_To be done_.
Rename "photo" to "image" everywhere in the data below, leaving all other text unchanged. Omit the pictures from your answer.

Dataset rows:
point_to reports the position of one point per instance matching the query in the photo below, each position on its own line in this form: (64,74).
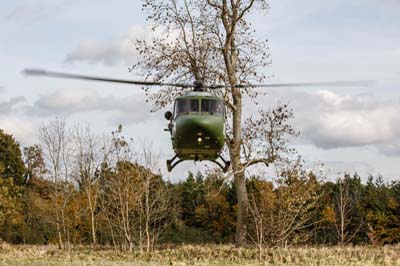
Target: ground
(202,255)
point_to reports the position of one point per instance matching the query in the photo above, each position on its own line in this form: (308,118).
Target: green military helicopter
(197,123)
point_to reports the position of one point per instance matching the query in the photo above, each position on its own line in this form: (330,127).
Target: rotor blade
(350,83)
(41,72)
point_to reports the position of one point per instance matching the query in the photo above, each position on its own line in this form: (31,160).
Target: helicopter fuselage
(198,126)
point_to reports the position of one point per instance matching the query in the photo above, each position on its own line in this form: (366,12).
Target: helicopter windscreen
(212,106)
(186,106)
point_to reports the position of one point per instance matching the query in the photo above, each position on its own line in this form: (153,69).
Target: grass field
(203,255)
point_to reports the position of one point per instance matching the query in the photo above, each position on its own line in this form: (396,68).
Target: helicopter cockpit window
(212,106)
(187,106)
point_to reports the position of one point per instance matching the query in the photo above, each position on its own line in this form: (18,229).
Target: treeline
(75,188)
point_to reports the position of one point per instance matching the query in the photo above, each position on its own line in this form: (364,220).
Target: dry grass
(203,255)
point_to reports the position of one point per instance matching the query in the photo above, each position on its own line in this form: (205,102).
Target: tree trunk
(243,204)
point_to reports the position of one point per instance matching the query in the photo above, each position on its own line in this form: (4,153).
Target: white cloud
(330,120)
(130,109)
(10,105)
(23,129)
(120,49)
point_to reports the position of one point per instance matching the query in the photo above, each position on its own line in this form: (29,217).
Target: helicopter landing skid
(224,166)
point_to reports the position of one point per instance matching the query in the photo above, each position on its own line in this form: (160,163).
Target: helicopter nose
(200,131)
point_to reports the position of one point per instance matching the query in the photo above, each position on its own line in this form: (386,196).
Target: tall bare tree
(87,164)
(56,147)
(212,40)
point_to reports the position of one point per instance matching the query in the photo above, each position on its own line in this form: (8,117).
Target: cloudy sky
(347,129)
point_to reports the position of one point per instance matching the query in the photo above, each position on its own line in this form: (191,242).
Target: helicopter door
(185,106)
(214,107)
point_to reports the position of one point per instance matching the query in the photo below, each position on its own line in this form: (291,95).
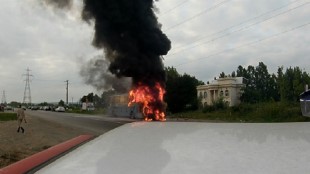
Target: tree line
(261,86)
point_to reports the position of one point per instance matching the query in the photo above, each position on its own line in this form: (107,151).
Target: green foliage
(181,93)
(262,112)
(7,116)
(261,86)
(61,103)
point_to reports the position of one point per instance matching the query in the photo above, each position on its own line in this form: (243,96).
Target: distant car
(34,108)
(60,109)
(46,108)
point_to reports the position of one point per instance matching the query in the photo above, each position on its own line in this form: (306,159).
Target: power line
(240,24)
(247,44)
(240,29)
(3,101)
(197,15)
(175,7)
(67,91)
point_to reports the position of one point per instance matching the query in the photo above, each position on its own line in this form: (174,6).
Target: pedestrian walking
(20,118)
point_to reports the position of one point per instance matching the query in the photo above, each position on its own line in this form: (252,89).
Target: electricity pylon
(27,92)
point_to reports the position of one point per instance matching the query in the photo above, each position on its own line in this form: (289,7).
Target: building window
(226,93)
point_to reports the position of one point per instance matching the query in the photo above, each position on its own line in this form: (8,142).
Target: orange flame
(151,100)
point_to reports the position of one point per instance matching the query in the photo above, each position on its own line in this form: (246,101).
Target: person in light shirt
(20,118)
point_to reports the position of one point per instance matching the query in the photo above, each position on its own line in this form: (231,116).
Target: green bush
(259,112)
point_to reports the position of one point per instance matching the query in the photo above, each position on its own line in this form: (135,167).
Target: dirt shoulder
(39,135)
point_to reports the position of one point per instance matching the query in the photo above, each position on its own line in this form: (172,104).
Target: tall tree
(181,93)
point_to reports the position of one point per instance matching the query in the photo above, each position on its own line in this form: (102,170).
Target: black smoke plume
(132,40)
(63,4)
(130,34)
(95,72)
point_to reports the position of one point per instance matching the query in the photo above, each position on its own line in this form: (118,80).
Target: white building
(228,88)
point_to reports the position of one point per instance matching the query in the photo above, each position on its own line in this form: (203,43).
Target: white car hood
(192,148)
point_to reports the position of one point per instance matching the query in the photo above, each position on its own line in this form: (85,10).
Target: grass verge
(261,112)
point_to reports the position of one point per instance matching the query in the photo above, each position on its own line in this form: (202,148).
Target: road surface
(95,124)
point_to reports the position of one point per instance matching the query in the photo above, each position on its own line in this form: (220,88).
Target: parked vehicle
(60,109)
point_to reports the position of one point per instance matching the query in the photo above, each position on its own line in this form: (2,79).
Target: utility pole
(3,101)
(27,92)
(67,81)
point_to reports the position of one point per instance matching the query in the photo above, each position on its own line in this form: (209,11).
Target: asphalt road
(95,124)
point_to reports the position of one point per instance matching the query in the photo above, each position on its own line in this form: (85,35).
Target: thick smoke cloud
(129,33)
(63,4)
(131,37)
(95,72)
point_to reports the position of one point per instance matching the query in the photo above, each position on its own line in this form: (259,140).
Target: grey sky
(207,37)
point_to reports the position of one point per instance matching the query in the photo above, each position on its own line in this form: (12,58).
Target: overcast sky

_Exercise answer_.
point_to reports the position of one point per instance matching the query in the image below, each position on its own line in this form: (64,74).
Target: ground
(202,255)
point_to reports the position of one point per instance matching the query in the image above, each position on its own line in this form: (308,118).
Target: green military helicopter
(197,123)
point_to reports the position of one point per instance matching the query in the image above, each position on its own line in this form: (330,127).
Target: rotor blade
(350,83)
(41,72)
point_to reports the position of one point per instance matching the query in the image above, each position on its own line in this form: (31,160).
Target: helicopter fuselage
(198,126)
point_to reports the position of one point per instance matching the query in the image above, each position on its own line in this form: (366,12).
Target: helicopter windscreen
(212,106)
(186,106)
point_to reports the position of one point per instance matching the query in the image above, each position on its own line in this form: (153,69).
Target: grass field
(203,255)
point_to reports the position of one point per instance matching the query in the image above, each position on its own line in this form: (396,68).
Target: helicopter cockpit window
(212,106)
(187,106)
point_to reports the position of one point per instance matching the query in the image above, each position on its own line in this form: (18,229).
Target: treeline
(75,188)
point_to reports the position of one point per instance matching the query in the image above, each position on its own line in this form: (364,220).
Target: dry grass
(203,255)
point_to reports the position of one point per instance matching the query in the image above, each position on its own line in this form: (205,102).
Target: tree trunk
(243,204)
point_to reports the position of one point per instance matching the query in the image above, each position on its own line in this form: (4,153).
Target: white cloud
(330,120)
(130,109)
(10,105)
(23,129)
(120,49)
point_to reports the position of one point per instance matching the query in the image above, each position on its own line in this form: (29,217).
Target: helicopter landing skid
(224,166)
point_to reports the position of one point per instance matching the query in the image above, each position on its own line in this form: (160,163).
Target: helicopter nose
(200,131)
point_to reports the position of one point per instance matching the query in the image above, each position on its own line in this form: (386,196).
Target: tall bare tree
(87,164)
(56,147)
(212,40)
point_to reports the position of one point per instance matching the query in the image above, each position on its own line in this form: (8,117).
Target: cloudy sky
(347,129)
point_to reports the position of one point per instance matching the query in the image above, each position on its own line in this form: (191,242).
Target: helicopter door
(185,106)
(214,107)
point_to reports the position of one point per instance matching the query in the image below, each position on its own line in this form: (291,95).
Target: tree line
(261,86)
point_to reports the position of one point per instance matching the query in the image above, each position on its own line in this form: (107,151).
Target: green foliage
(181,93)
(262,112)
(7,116)
(261,86)
(61,103)
point_to reports the position of one point per instance matching the query in the image above, each position on its own line in this form: (243,96).
Target: distant car
(34,108)
(60,109)
(46,108)
point_to reports the position of one point per instance matching the query in the image above, each position on its own line in this form: (306,159).
Target: power line
(240,24)
(247,44)
(240,29)
(3,101)
(197,15)
(175,7)
(67,91)
point_to reports the position of one point per instance matching the query in the image above, each position on its own line in this form: (174,6).
Target: pedestrian walking
(20,118)
point_to reports the position of one point per instance matching the query in the image above, each position on its own line in this form: (252,89).
Target: electricity pylon
(27,92)
point_to reports the position of one point per instance matching the query in the image above, each position on its own line in this form: (289,7).
Target: building window
(226,93)
point_to reports the position of one point per instance matching the query in the image above, each position on its own line in this form: (8,142).
Target: orange flame
(151,100)
point_to reports the position of one point per instance matching the query in the image above, each position on its own line in this form: (246,101).
Target: person in light shirt
(20,118)
point_to reports the position of one point per instance matching the query in the image above, each position on its own line in this form: (231,116).
Target: green bush
(259,112)
point_to reports the position of one point per instance matching the query in the image above, each position on its own line in this form: (135,167).
Target: dirt shoulder
(39,135)
point_to reports the position of one point per instance matching the query in the image above, each position on its own line in this form: (172,104).
Target: tall tree
(181,93)
point_to reports the position of one point per instance matching the query in the image above, each position on its own line in this form: (102,170).
Target: black smoke plume
(132,40)
(63,4)
(130,34)
(95,72)
point_to reports the position of one point per instance matching the query in the image above, each position on its own line in this form: (118,80).
Target: white building
(228,88)
point_to reports the position of one point per instance matching the query in the image above, each position on its own line in this form: (203,43).
Target: white car hood
(192,148)
point_to reports the position of one point per instance matching the query in the image above, each position on its own line in this form: (85,10).
Target: grass verge
(261,112)
point_to reports the position of one point per instance matching the query in the image above, each position on its own line in this form: (202,148).
Target: road surface
(95,124)
point_to reports the position of one point per instance matching the query in the image above, each position on its own line in this form: (220,88).
Target: parked vehicle
(60,109)
point_to reports the position of one point per instance matching the query in the image above, each position on its own line in this form: (2,79).
Target: utility pole
(3,101)
(27,92)
(67,81)
point_to reports the position of one point per instance matching the query in the image above, each position on its own line in this form: (209,11).
Target: asphalt road
(95,124)
point_to reports the position of one point per instance matching the query in the image above, each position on its own line in this form: (85,35).
Target: thick smoke cloud
(129,33)
(63,4)
(131,37)
(95,72)
point_to reports the position of one point per instance matching the query in the image above, each position on its own line in this form: (259,140).
Target: grey sky
(207,37)
point_to reports the position of one point per instance matching the query in the image above, each position on its own line in this form: (12,58).
Target: overcast sky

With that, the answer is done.